(Work to complete) Print every one of the records below without changing a single line.

(Records shown)
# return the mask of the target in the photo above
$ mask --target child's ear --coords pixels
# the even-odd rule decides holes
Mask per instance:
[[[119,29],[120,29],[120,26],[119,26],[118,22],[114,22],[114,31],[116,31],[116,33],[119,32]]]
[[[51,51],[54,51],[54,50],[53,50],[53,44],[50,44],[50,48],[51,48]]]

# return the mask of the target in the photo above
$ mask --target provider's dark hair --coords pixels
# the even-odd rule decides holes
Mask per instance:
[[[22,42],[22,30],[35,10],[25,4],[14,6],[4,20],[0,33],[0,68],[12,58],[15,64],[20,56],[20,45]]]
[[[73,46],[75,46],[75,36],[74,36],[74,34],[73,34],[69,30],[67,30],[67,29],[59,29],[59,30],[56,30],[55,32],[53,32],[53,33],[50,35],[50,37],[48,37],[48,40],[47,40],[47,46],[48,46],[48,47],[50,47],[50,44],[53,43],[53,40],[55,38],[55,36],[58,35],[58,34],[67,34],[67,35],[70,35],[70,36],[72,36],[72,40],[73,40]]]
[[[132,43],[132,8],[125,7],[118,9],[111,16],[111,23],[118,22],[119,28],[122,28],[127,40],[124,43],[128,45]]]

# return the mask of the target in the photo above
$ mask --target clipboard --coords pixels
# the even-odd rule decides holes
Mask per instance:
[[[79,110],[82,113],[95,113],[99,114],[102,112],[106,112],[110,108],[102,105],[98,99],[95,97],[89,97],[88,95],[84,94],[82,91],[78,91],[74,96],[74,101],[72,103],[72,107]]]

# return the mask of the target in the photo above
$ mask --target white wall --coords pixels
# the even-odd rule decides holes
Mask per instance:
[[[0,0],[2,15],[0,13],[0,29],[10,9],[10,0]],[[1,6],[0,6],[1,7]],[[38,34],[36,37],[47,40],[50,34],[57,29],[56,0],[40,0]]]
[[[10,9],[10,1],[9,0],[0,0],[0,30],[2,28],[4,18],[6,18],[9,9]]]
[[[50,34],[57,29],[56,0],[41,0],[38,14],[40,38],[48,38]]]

(Exercise answer)
# return the mask of the target in the photo above
$ mask --target child's ear --coords pixels
# the even-odd rule decides holes
Mask per instance:
[[[119,29],[120,29],[120,26],[119,26],[118,22],[114,22],[114,31],[116,31],[116,33],[119,32]]]
[[[51,51],[54,51],[54,50],[53,50],[53,44],[50,44],[50,48],[51,48]]]

# return the mask of the target in the photo above
$ mask --target provider's dark hair --coords pixels
# the even-odd rule decides holes
Mask per instance:
[[[22,42],[22,30],[35,10],[25,4],[14,6],[4,20],[0,33],[0,68],[12,58],[15,64],[20,56],[20,45]]]
[[[73,46],[75,46],[75,36],[74,36],[74,34],[73,34],[69,30],[67,30],[67,29],[59,29],[59,30],[56,30],[55,32],[53,32],[53,33],[50,35],[50,37],[48,37],[48,40],[47,40],[47,46],[48,46],[48,47],[50,47],[50,44],[53,43],[53,40],[55,38],[55,36],[58,35],[58,34],[67,34],[67,35],[70,35],[70,36],[72,36],[72,40],[73,40]]]
[[[132,43],[132,8],[125,7],[118,9],[111,16],[111,23],[118,22],[119,28],[122,28],[127,40],[124,43],[128,45]]]

# return the mask of the target in the photo above
$ mask --target clipboard --coords pixels
# the even-odd rule decides holes
Mask per instance:
[[[79,110],[82,113],[95,113],[99,114],[102,112],[106,112],[110,108],[102,105],[98,99],[95,97],[89,97],[88,95],[84,94],[82,91],[78,91],[74,96],[74,101],[72,103],[72,107]]]

# return the mask of the target in the photo above
$ mask --target white wall --coords pixels
# the even-odd rule decides holes
Mask per instance:
[[[0,0],[2,15],[0,13],[0,29],[10,9],[10,0]],[[1,6],[0,6],[1,7]],[[38,34],[36,37],[47,40],[50,34],[57,29],[56,0],[40,0]]]
[[[10,9],[10,1],[9,0],[0,0],[0,30],[2,28],[4,18],[6,18],[9,9]]]
[[[50,34],[57,29],[56,0],[41,0],[38,14],[40,38],[48,38]]]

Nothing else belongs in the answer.